• Условие задачи
В какой стране, по мнению Райта, детективы пользуются наибольшей популярностью согласно приведенному ниже тексту о детективном жанре?

• Текст для чтения
--*--

Только в детективе (в отличие от всех других типов развлекательной литературы) читатель с первых страниц оказывается втянутым в распутывание поставленных перед ним проблем; он не наблюдает за действием извне, эмоционально сопереживая ему, а непосредственно включается в действие, решая предложенную ему загадку. Благодаря этой особенности детектив развивается в собственном направлении, все дальше и дальше расходясь со своими литературными коллегами, так что к настоящему времени принципы его построения фактически противоположны тем, на которых базируются все прочие типы популярной беллетристики.
Важнейшим принципом детектива автор считает его строгую приверженность реалистической манере письма. Он утверждает, что
“Немногочисленные попытки вырвать сюжет детективной истории из натуралистического окружения и придать ему атмосферу фантастичности оказались неудачными”.
Стремление к реализму обычно побуждает литератора к насыщению своих мизансцен каким-либо эмоциональным настроем. Однако и здесь детектив решительно расходится со своими литературными собратьями. За исключением начальных сцен, в которых читатель знакомится с представляемой ему реальностью, детектив избегает нагнетания каких-либо эмоций, поскольку они только отвлекали бы читающего от его увлеченности решением загадки. В то же время для детектива огромную важность имеет точное описание декораций, в которых разыгрывается действие (отсюда частое появление разнообразных схем и планов на страницах детективных романов). Читатель должен хорошо понимать описываемую среду и верить в ее реальность, как только обстоятельства, в которых протекают события, и поступки героев кажутся ему странными и непонятными, его интерес к расследованию затухает. Из-за этого наибольшей популярностью, по мнению Райта, детективы пользуются в той стране, в которой они написаны. Так, французские детективы имеют лишь незначительный успех в Англии и в Америке.
III
В третьем разделе своей статьи Райт обсуждает литературные особенности, свойственные детективному жанру. Он пишет, что персонажи детектива не должны быть ни бесцветными, ни слишком сочными или тонко психологически прорисованными. Главное для них – правдоподобие и естественность; их поступки не должны на сто процентов определяться произволом автора и требованиями выстроенной им схемы.
“Насыщенный описаниями, метафорами и художественными образами ‘литературный’ стиль, который может украшать и оживлять любовную историю или приключенческий роман, в детективном повествовании замедлял бы действие, отвлекая внимание читателя от простого изложения фактов (то есть того, что именно его интересует) и фокусируя его взор на не относящихся к делу красотах”.

--*--

• Исходные данные
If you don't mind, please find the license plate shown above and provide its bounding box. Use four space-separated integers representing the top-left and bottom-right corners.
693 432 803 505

--*--

• Решение задания
В той стране, в которой они написаны.